* SHORT PROBLEM:
Write out, word for word, the stretch of the microservices article from "- Snapshot - when" through "to implement atomicity.".

* DOCUMENT:
[Begin]

Microservices
This article will not be a typical presentation of what microservices are. There’s a lot of such summaries already available on the Internet or as books (I recommend Building Microservices by the way). Microservice is ironically a big word. Many systems call themselves “microservice-based”, while actually being more like distributed monoliths or something else. The terms is definitely a bit fuzzy, and I don’t intend to resolve that now. Instead, I intend to discuss a few topics that often come up when designing distributed systems, like microservices.
Domain Driven Design
The domain is the heart of business software, and domain driven design puts a big emphasis on it. Microservice is a sound way to implement the DDD’s Bounded Context concept. I have a separate article on the DDD topic, and here I’ll just link to it.
Transactions
ACID implies support for transactions. Isolation can have various levels:
- Read Commited - basic level of isolation where reads and writes are not dirty. However, in cases where one transaction occurs in the middle of another, osme inconsistency might be observed. E.g., transaction A might read one table and transaction B would then update another table. The transaction A would then read that second table and the values might be inconsistent.
- Snapshot - when transaction starts, it will operate entirely on a snapshot of the DB taken in single point in time
Traditional transactions are not that easy to apply to distributed systems. They work well in systems where a single persistent storage is used. In microservices world, that is not usually the case. Even if multiple services use the same DB technology, they might be different instances, and more importantly, microserve’s storage system is its implementation details that other services should not know about. Without traditional transactions, we have to think of other ways to implement atomicity.

[End]

* DATA SEGMENT:
[Begin]

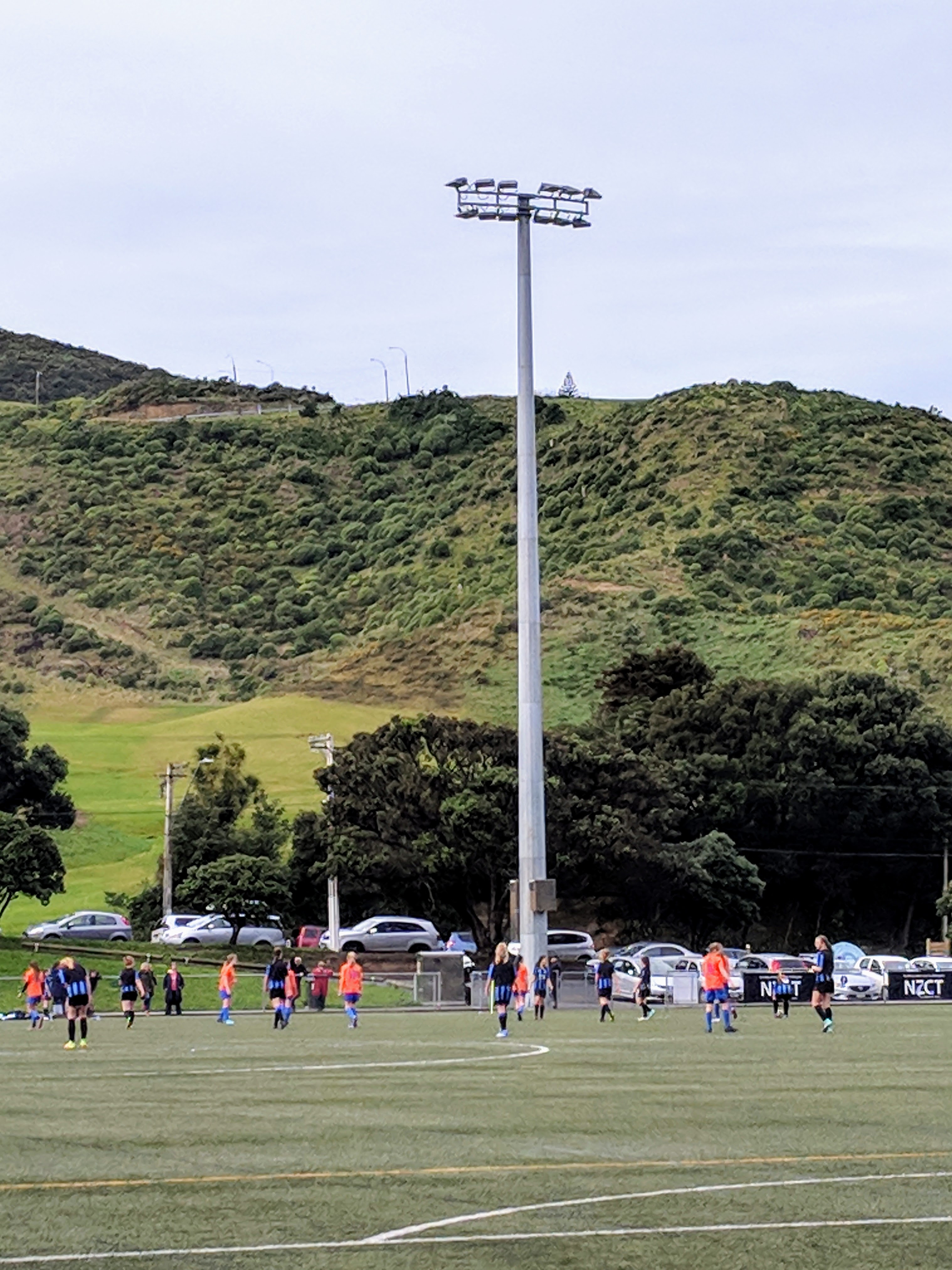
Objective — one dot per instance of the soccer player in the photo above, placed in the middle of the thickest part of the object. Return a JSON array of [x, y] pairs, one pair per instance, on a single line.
[[500, 978], [34, 987], [276, 985], [521, 987], [75, 981], [605, 977], [644, 990], [823, 984], [540, 986], [715, 976], [782, 991], [226, 989], [351, 986], [130, 990]]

[End]

* SOLUTION TO THIS EXERCISE:
- Snapshot - when transaction starts, it will operate entirely on a snapshot of the DB taken in single point in time
Traditional transactions are not that easy to apply to distributed systems. They work well in systems where a single persistent storage is used. In microservices world, that is not usually the case. Even if multiple services use the same DB technology, they might be different instances, and more importantly, microserve’s storage system is its implementation details that other services should not know about. Without traditional transactions, we have to think of other ways to implement atomicity.